_Problem_: Please, starting at the line that contains "Note: in this drill the class marks the wet asphalt", reproduce every line exactly until the records run out, skipping all pictures.

Photo-based referring expression data:
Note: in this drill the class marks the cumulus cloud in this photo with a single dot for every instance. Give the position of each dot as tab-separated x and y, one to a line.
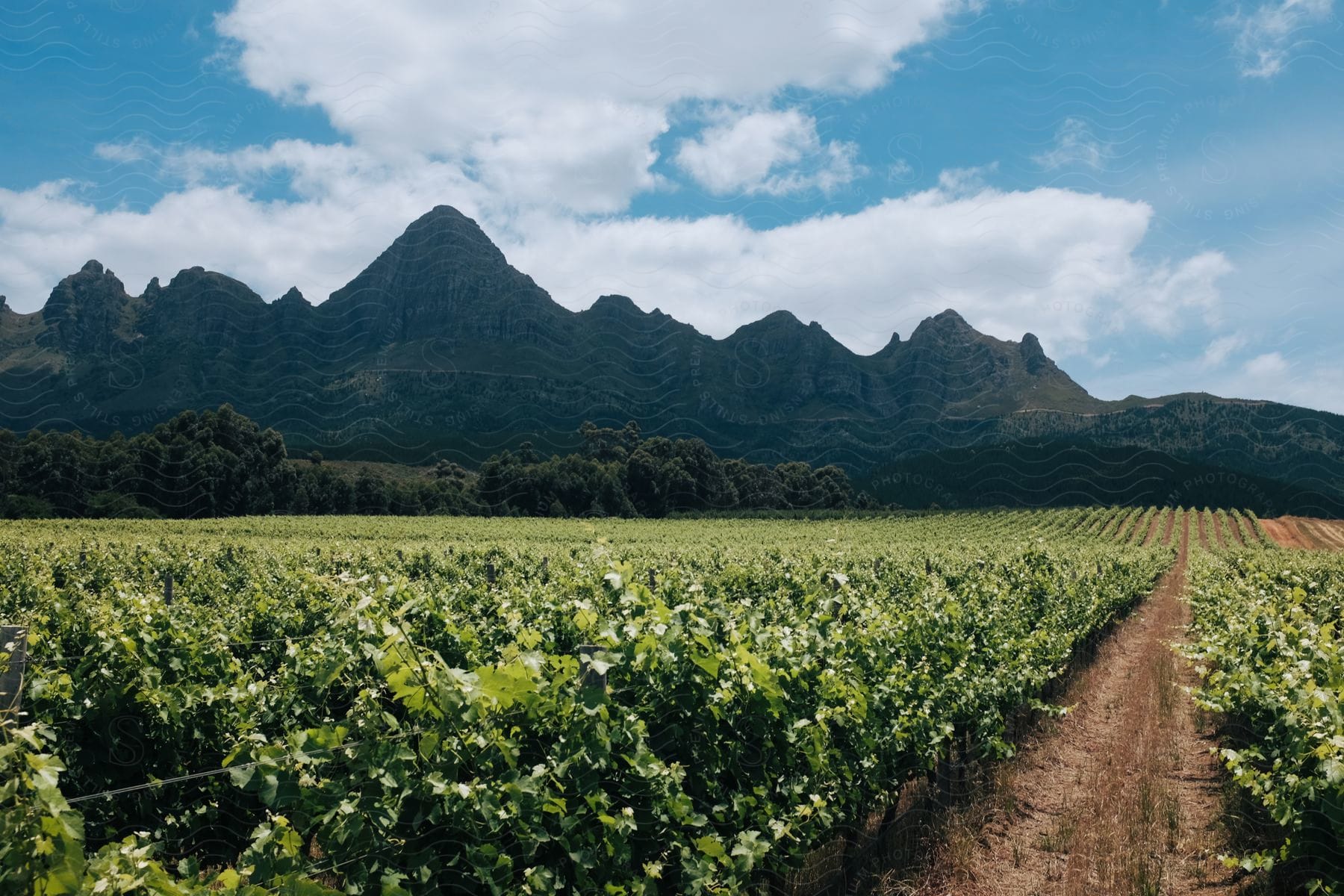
1164	294
1074	146
768	152
1263	38
1051	261
542	121
1221	349
559	102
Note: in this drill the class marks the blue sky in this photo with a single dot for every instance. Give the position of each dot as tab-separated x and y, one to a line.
1154	188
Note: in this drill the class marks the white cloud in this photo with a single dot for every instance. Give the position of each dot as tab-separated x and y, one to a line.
1074	147
1050	261
1270	364
558	102
1221	349
1265	37
349	206
771	152
1163	296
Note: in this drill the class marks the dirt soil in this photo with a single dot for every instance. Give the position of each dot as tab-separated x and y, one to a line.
1305	532
1121	795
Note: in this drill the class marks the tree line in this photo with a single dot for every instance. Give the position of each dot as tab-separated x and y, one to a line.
214	464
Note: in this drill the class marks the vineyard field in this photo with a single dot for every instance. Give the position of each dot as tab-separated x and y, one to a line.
517	706
1265	641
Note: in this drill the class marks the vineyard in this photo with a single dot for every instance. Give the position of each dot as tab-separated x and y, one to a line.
347	704
1266	642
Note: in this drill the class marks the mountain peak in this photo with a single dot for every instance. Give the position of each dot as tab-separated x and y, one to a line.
85	311
616	305
292	297
443	277
945	327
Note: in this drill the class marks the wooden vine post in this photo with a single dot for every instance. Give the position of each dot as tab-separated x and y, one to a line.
13	642
591	677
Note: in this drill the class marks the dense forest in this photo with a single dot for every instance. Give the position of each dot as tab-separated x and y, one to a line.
222	464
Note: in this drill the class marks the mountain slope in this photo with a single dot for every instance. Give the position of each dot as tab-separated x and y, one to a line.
441	348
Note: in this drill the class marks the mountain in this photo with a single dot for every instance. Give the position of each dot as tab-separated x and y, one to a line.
443	349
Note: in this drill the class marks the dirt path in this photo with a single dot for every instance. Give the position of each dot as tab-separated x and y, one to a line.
1119	797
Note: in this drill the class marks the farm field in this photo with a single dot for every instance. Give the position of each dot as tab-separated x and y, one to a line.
342	704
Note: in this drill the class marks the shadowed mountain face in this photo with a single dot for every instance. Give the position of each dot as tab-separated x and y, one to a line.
441	349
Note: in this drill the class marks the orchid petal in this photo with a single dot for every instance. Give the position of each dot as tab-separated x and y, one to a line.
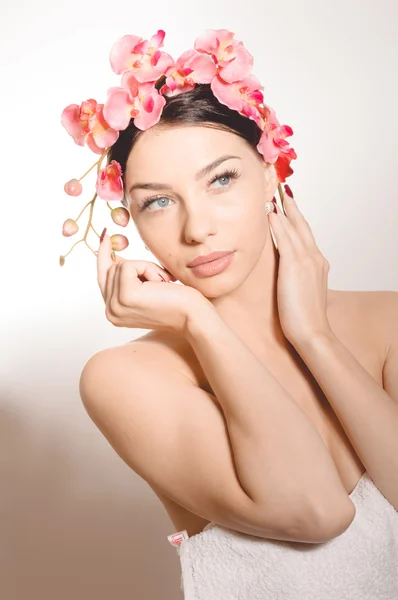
70	119
239	67
145	119
121	57
117	109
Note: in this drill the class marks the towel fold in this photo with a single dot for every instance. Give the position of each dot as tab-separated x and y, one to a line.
360	564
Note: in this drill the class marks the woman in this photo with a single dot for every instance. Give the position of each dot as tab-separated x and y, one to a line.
250	407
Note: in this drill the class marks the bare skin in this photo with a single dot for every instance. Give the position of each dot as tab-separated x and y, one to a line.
348	315
200	217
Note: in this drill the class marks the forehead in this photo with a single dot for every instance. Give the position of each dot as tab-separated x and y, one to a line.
166	150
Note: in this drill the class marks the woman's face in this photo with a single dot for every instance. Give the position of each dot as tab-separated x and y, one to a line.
181	213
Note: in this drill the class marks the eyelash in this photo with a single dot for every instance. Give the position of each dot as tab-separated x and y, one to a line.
231	173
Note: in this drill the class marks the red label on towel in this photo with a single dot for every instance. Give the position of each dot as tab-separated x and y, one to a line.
175	539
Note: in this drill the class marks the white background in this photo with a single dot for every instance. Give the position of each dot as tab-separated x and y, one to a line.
76	522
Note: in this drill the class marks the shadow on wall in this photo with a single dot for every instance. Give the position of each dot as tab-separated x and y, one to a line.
59	543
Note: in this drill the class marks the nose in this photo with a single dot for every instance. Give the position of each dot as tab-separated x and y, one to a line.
198	222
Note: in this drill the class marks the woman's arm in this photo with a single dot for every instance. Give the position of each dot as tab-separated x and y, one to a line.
367	412
278	452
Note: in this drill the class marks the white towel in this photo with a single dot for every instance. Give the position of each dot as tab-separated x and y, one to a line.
360	564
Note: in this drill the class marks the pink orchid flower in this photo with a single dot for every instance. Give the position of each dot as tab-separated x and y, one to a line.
273	145
191	68
243	96
233	60
87	125
140	101
109	184
142	58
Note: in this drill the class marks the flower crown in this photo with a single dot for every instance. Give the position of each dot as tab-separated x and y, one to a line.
217	59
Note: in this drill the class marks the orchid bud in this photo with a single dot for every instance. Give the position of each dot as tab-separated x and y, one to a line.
69	228
73	187
120	216
119	242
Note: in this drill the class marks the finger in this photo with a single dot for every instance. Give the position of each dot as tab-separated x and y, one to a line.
104	262
297	218
110	284
287	237
129	277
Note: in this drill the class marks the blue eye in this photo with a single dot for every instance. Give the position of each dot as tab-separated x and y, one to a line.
228	174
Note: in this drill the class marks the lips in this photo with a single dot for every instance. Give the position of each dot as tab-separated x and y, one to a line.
208	257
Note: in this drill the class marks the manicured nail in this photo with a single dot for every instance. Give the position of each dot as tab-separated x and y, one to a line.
102	234
288	190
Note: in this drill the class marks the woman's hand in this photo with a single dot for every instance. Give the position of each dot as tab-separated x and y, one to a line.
302	276
142	303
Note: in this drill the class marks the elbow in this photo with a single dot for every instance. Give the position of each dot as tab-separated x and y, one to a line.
332	525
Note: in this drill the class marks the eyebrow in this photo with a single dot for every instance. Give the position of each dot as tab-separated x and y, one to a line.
199	175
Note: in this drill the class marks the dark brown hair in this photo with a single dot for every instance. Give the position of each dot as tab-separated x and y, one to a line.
196	107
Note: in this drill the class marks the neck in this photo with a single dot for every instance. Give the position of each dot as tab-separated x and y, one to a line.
251	311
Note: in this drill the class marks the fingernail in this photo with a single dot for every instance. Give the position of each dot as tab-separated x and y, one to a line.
102	234
288	190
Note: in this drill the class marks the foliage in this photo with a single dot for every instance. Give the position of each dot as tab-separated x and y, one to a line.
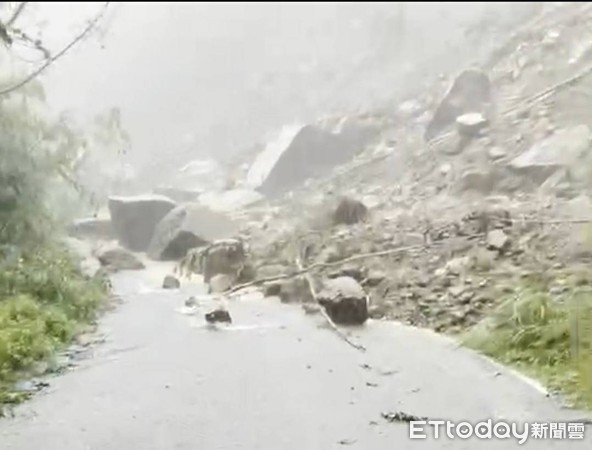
547	336
44	298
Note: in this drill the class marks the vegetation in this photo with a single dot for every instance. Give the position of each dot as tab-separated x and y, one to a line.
545	335
44	298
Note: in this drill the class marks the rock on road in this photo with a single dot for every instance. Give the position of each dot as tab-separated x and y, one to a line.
275	379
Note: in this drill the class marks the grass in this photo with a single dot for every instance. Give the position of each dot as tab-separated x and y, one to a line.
548	337
44	302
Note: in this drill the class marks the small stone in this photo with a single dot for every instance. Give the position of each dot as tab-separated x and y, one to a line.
497	240
191	302
445	169
471	124
171	282
220	283
458	266
497	153
456	291
272	289
483	259
345	301
219	315
377	311
375	277
311	308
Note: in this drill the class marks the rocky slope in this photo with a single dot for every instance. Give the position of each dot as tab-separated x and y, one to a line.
476	209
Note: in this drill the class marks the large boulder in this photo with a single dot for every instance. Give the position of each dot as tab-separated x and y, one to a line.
566	149
135	218
469	93
312	152
345	301
92	228
224	257
188	226
178	195
229	201
202	175
115	258
349	211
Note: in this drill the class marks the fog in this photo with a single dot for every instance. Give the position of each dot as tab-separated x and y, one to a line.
195	79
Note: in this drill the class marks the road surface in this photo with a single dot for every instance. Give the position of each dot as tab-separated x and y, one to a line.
275	379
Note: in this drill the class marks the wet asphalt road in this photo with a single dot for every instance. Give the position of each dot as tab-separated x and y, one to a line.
275	379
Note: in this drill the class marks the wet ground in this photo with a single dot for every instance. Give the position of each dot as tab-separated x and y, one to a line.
275	379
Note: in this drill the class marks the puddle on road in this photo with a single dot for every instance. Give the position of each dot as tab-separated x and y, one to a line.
255	327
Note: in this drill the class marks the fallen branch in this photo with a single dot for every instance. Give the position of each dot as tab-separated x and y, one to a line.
314	266
53	59
334	327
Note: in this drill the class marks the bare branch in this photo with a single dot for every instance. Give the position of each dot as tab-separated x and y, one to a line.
17	13
58	55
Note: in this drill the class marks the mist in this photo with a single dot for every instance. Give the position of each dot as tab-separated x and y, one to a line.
213	79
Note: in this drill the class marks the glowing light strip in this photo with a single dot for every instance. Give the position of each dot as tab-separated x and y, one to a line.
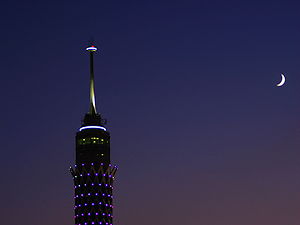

_The answer_:
Note: in this drill the class marks the wet asphalt road in this photo with a single dot for every instance. Give the position of each dot as tab-separated x and y, one to a line.
275	379
Note: in this drill the class marks the wet ground in this photo with a single dot for every instance. Give the position of each dot as tab-separated x and y, one to a line.
275	379
Note: in this drill the class marks the puddle on road in this photo with a single dot for every instance. Give the position of each dot as tab-separated x and y, one to a line.
255	327
Note: in this drill the class marks the fallen branch in this photo with a single dot for every instance. Give the position of each dot as tab-separated x and y, one to a line.
314	266
53	59
334	327
Note: in this drill the class marks the bare branch in this photo with a single dot for every instance. Give the position of each dot as tab-separated x and y, one to a line.
17	13
58	55
Note: in this drill the class marks the mist in this photo with a single dot for every instance. Give the position of each dot as tab-separated x and y, one to a line.
213	79
Note: in this drill the class marks the glowing light strip in this photo with a single dot for every instance. Give the position of each dot as tab-separated x and y, one to a line.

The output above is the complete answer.